Data listing:
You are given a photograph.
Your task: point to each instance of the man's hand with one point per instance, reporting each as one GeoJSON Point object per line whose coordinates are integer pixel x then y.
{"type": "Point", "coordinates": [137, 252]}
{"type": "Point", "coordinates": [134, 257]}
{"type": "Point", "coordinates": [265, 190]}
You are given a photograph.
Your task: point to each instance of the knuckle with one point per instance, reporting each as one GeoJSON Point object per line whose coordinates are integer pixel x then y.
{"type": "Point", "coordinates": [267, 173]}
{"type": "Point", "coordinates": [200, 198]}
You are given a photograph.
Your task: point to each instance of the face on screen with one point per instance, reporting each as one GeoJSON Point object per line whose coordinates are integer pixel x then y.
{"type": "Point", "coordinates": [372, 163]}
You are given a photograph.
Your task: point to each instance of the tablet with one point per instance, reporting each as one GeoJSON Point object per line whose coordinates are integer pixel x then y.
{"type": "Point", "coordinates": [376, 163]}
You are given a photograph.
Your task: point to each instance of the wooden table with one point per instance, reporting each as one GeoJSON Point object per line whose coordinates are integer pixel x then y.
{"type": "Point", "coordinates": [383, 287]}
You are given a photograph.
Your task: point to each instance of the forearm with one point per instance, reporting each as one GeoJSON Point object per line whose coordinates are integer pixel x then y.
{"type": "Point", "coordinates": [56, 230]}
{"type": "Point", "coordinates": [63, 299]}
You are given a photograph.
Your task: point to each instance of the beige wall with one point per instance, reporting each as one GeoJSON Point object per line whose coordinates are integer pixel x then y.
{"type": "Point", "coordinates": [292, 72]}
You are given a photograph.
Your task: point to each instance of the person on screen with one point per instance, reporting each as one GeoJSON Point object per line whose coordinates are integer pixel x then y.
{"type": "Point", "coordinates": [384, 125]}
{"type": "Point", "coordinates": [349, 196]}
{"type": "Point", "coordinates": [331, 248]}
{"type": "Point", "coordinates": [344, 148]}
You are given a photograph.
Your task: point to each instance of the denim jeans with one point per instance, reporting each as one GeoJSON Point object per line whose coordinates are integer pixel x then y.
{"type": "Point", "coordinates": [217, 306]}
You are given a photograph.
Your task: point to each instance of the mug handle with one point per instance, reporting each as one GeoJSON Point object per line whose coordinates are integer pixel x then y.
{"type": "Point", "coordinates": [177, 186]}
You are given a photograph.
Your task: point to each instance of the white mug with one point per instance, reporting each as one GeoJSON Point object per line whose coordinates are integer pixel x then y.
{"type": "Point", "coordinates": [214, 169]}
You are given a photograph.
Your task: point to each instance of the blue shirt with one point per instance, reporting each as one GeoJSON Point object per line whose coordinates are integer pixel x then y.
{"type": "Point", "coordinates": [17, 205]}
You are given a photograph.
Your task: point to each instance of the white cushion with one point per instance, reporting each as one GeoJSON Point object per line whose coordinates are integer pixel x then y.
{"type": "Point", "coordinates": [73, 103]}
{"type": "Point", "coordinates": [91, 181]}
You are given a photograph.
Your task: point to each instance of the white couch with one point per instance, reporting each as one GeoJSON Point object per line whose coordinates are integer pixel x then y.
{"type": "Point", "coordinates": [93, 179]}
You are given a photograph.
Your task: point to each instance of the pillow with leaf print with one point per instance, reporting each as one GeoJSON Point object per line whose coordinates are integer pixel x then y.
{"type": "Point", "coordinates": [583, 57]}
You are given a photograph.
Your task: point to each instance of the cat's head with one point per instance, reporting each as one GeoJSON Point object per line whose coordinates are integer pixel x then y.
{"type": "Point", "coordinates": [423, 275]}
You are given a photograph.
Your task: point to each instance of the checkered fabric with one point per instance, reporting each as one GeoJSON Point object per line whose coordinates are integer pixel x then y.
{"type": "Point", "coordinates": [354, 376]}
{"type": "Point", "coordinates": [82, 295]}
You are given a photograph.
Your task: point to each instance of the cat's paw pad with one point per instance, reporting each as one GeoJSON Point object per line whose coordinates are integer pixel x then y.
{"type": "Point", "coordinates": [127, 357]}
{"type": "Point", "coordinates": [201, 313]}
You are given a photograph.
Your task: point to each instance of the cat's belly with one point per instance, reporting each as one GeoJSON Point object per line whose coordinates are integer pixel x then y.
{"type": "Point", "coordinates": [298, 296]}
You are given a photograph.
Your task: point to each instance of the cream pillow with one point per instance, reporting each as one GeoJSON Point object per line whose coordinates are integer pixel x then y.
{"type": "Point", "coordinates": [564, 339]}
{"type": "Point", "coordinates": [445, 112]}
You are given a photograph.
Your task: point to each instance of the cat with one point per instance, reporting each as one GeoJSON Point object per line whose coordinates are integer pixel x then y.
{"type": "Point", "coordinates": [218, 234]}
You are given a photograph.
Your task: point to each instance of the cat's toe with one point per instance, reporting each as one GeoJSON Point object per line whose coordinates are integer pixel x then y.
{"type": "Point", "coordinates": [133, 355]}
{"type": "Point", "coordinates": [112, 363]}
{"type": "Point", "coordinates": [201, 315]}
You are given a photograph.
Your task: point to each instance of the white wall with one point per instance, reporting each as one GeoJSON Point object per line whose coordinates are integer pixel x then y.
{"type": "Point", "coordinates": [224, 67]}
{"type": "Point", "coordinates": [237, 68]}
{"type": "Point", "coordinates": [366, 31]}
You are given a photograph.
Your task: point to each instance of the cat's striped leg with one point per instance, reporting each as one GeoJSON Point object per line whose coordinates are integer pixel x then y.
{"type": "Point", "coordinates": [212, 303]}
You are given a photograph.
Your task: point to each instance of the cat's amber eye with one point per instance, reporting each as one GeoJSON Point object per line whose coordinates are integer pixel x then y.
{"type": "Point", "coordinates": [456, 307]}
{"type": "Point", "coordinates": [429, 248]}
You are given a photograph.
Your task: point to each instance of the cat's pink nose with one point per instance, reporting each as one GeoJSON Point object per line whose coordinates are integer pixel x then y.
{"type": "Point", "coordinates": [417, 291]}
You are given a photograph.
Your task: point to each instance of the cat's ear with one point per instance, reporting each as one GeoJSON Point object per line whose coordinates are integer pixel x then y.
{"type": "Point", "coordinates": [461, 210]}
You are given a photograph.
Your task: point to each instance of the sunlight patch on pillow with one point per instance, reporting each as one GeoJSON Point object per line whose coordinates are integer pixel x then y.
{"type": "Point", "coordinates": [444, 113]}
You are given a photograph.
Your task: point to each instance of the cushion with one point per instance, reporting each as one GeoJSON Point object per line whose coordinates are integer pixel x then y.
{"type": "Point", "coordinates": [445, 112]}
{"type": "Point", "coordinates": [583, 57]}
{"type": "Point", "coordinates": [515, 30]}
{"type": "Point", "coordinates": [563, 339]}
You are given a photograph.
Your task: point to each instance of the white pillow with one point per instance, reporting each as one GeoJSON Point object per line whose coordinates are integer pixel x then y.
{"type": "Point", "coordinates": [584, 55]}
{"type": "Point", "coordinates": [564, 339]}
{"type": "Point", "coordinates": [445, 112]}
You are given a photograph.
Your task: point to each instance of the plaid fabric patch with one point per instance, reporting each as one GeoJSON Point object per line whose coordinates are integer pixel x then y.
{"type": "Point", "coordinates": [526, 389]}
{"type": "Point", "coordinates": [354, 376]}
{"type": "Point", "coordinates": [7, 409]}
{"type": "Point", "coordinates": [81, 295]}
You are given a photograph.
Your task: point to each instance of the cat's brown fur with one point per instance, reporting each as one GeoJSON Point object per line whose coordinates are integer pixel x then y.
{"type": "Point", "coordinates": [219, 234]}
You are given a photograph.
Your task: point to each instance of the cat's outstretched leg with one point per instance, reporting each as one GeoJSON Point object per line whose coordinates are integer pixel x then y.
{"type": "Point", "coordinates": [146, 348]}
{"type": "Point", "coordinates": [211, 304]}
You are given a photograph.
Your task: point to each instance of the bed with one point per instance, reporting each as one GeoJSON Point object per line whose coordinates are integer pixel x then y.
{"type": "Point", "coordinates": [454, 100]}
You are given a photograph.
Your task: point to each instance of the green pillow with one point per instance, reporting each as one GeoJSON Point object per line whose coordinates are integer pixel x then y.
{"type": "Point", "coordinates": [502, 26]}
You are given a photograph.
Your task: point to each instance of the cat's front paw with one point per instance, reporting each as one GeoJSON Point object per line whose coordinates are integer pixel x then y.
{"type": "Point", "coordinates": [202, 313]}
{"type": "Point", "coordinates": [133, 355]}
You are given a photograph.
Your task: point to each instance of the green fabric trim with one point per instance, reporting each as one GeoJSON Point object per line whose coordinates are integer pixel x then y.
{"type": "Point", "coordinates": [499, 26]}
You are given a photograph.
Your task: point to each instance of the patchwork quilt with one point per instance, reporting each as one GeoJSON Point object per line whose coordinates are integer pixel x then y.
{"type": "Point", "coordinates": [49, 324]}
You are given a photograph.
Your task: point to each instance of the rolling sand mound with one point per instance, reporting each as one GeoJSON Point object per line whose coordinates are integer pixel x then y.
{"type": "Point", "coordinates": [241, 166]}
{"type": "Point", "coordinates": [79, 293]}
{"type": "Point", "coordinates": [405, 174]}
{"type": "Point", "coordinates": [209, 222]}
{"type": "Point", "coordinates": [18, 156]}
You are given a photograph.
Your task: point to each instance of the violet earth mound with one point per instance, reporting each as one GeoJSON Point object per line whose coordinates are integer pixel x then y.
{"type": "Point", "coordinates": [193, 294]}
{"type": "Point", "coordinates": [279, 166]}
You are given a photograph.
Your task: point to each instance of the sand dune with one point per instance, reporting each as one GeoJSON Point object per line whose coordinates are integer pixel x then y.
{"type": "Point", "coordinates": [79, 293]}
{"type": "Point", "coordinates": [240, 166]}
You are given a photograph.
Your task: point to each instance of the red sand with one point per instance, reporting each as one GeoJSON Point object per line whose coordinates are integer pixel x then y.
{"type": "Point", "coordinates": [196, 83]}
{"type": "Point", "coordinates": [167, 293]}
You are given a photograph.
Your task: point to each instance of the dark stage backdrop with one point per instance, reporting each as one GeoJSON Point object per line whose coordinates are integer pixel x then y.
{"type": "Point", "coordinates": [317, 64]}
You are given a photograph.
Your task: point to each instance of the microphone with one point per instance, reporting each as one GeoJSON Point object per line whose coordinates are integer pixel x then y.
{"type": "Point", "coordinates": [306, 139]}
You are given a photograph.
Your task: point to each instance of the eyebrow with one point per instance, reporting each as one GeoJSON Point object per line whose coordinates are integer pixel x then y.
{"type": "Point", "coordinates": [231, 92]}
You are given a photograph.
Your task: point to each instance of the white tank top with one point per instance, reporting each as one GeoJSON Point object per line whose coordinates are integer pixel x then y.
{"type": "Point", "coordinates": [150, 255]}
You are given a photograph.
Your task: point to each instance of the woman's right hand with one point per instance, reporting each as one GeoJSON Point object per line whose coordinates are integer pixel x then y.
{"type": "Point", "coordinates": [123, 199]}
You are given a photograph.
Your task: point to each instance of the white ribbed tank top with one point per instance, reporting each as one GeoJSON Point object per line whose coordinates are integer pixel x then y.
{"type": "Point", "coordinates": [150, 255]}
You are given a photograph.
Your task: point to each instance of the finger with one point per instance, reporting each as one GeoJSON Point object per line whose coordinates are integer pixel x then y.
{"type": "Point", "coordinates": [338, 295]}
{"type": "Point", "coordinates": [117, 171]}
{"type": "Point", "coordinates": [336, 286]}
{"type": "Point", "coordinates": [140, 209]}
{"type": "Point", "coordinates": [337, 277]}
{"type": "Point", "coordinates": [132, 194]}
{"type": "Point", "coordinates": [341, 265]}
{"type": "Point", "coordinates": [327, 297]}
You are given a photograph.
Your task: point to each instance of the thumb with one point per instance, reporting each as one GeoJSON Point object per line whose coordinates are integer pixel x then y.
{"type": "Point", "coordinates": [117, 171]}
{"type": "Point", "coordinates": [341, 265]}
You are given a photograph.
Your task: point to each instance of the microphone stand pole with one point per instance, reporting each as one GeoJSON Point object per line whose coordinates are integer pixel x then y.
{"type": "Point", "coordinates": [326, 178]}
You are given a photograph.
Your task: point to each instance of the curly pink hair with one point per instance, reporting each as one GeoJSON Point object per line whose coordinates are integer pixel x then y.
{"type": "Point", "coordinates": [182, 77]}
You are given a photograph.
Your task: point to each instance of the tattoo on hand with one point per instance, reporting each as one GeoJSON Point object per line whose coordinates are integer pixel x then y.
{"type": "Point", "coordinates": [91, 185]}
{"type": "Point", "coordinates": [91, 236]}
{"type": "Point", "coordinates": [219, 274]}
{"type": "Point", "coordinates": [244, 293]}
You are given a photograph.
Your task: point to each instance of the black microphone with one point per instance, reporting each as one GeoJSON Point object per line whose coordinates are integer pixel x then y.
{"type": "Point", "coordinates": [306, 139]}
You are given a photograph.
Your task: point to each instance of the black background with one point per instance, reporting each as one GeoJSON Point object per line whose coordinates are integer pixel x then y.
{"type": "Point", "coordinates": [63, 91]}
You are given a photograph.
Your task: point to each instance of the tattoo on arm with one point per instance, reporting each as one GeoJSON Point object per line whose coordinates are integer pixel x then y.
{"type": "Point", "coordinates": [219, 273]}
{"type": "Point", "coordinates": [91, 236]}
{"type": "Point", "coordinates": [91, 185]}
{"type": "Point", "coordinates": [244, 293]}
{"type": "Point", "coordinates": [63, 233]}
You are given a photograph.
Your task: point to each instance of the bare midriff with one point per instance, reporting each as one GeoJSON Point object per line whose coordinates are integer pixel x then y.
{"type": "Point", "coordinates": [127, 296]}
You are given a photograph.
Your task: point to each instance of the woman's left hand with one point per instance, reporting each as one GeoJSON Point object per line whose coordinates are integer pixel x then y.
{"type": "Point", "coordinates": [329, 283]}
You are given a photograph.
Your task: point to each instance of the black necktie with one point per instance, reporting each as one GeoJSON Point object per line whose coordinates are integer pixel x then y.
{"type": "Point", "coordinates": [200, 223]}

What this task involves: Pick out every line in the material above that contains the string "screen" and copy each one in full. Matches must have the same capitalization.

Task output:
Your task: point to each instance of the face on screen with one point per instance, reporting each as one GeoJSON Point object per line whose coordinates are integer pixel x then y.
Your task: point to each instance of the person on screen with one point per instance, reporting each as one GeoJSON Point object per line whose coordinates are integer pixel x then y.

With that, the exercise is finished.